### WRITTEN EXERCISE
Copy down all of the data underneath, exactly as shown.

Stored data
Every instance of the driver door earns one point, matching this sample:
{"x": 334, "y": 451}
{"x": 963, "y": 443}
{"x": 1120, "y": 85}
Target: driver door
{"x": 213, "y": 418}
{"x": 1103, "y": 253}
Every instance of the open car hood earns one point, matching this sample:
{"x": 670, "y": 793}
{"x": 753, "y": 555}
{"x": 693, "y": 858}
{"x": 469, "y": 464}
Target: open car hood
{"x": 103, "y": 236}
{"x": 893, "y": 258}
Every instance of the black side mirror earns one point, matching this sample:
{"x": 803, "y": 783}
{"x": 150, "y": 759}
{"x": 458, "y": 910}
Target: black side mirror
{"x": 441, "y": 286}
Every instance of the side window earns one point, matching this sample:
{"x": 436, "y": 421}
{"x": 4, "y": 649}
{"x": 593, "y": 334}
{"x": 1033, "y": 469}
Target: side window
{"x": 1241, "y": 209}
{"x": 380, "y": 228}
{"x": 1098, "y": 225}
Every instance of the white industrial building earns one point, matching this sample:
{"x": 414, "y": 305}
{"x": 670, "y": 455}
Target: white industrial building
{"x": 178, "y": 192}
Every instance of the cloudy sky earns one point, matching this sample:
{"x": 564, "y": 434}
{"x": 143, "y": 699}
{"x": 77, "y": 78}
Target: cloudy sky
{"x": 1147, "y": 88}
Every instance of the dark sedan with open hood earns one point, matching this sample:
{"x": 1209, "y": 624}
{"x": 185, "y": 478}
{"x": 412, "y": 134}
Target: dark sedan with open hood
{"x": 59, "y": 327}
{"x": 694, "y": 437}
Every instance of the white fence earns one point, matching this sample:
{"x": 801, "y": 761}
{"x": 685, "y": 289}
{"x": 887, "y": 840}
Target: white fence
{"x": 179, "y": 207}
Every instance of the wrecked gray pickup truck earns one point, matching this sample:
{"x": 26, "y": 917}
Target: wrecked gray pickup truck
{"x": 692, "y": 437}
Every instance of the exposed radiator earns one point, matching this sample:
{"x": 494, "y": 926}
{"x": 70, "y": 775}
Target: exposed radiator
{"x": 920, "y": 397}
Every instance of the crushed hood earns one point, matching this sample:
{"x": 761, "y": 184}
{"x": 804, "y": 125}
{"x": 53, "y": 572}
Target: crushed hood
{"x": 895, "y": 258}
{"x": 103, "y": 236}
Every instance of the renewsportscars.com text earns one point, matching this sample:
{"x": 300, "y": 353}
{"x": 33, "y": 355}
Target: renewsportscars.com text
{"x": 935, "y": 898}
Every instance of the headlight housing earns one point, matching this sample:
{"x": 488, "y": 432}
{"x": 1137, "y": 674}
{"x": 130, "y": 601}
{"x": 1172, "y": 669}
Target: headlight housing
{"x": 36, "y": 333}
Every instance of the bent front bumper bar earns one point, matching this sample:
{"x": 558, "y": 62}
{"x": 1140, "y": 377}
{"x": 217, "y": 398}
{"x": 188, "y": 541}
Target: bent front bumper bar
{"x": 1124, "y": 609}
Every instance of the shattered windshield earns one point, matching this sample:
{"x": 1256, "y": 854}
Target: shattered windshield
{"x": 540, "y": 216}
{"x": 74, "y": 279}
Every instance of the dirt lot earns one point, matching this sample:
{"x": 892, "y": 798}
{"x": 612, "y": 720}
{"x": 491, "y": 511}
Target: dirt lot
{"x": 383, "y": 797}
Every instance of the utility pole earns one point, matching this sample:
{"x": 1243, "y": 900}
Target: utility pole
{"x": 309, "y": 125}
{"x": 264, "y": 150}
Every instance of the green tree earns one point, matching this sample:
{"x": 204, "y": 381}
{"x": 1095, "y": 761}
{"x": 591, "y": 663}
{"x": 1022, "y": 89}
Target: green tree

### WORKED SOLUTION
Every instance of the driver door earns one point, matching this sample:
{"x": 334, "y": 451}
{"x": 963, "y": 443}
{"x": 1120, "y": 85}
Target: driver door
{"x": 213, "y": 418}
{"x": 1103, "y": 253}
Every instance of the open car hood earns one point, matching this sample:
{"x": 670, "y": 793}
{"x": 753, "y": 555}
{"x": 693, "y": 858}
{"x": 469, "y": 464}
Target: open car hood
{"x": 103, "y": 236}
{"x": 893, "y": 258}
Every instance of the black side mirror earns one point, matching this sample:
{"x": 803, "y": 783}
{"x": 150, "y": 759}
{"x": 458, "y": 910}
Target: black side mirror
{"x": 441, "y": 286}
Every instance of the side window earns one point, matching this sample:
{"x": 436, "y": 421}
{"x": 4, "y": 649}
{"x": 593, "y": 334}
{"x": 1033, "y": 469}
Target: side window
{"x": 1241, "y": 209}
{"x": 380, "y": 228}
{"x": 1098, "y": 225}
Every instance of the white industrial building earns one point, matching this sample:
{"x": 414, "y": 305}
{"x": 670, "y": 455}
Target: white industrial building
{"x": 178, "y": 192}
Every instance of the cloudy sky earns one point, matching this sample:
{"x": 564, "y": 434}
{"x": 143, "y": 699}
{"x": 77, "y": 78}
Target: cloudy sky
{"x": 1147, "y": 88}
Every instance of the dark sedan with open hood earns one point, matching this sample:
{"x": 1209, "y": 624}
{"x": 185, "y": 478}
{"x": 412, "y": 134}
Target: dark sedan with open hood
{"x": 59, "y": 327}
{"x": 694, "y": 437}
Every instance of the white fence earns one point, matching this sample:
{"x": 801, "y": 761}
{"x": 685, "y": 289}
{"x": 887, "y": 840}
Target: white fence
{"x": 179, "y": 207}
Every instance of the wrecked gray pickup truck earns one point, matching this sample:
{"x": 26, "y": 917}
Target: wrecked gray pickup truck
{"x": 692, "y": 437}
Every instance of the exposed radiator earns one point, matching this sample:
{"x": 494, "y": 926}
{"x": 70, "y": 775}
Target: exposed radiator
{"x": 920, "y": 397}
Every instance of the crushed hood earns one point, matching this sample:
{"x": 761, "y": 184}
{"x": 804, "y": 125}
{"x": 53, "y": 572}
Target: crushed hood
{"x": 895, "y": 258}
{"x": 103, "y": 236}
Every instance of the renewsportscars.com text earns one point, matching this sample:
{"x": 300, "y": 353}
{"x": 33, "y": 355}
Target: renewsportscars.com text
{"x": 935, "y": 898}
Every instance of the headlight housing earns one point, matching this sample:
{"x": 488, "y": 432}
{"x": 1137, "y": 674}
{"x": 130, "y": 601}
{"x": 1172, "y": 669}
Target: headlight housing
{"x": 36, "y": 333}
Every instance of the bent front bumper bar earns one point, matching this sample:
{"x": 558, "y": 62}
{"x": 1140, "y": 377}
{"x": 217, "y": 398}
{"x": 188, "y": 541}
Target: bent front bumper bar
{"x": 1124, "y": 609}
Every instance of the shattered windshield earns one point, matching this sample:
{"x": 1256, "y": 854}
Target: shattered windshield
{"x": 540, "y": 216}
{"x": 74, "y": 279}
Every instance of the dirt lot earns one point, matching this sample:
{"x": 892, "y": 798}
{"x": 612, "y": 720}
{"x": 491, "y": 511}
Target: dirt lot
{"x": 383, "y": 797}
Every instance of the utility pole earns one point, matching this sample:
{"x": 1243, "y": 900}
Target: utility pole
{"x": 309, "y": 125}
{"x": 264, "y": 150}
Every instance of the green tree earns one point, matching this sample:
{"x": 204, "y": 381}
{"x": 1095, "y": 761}
{"x": 591, "y": 663}
{"x": 1022, "y": 89}
Target: green tree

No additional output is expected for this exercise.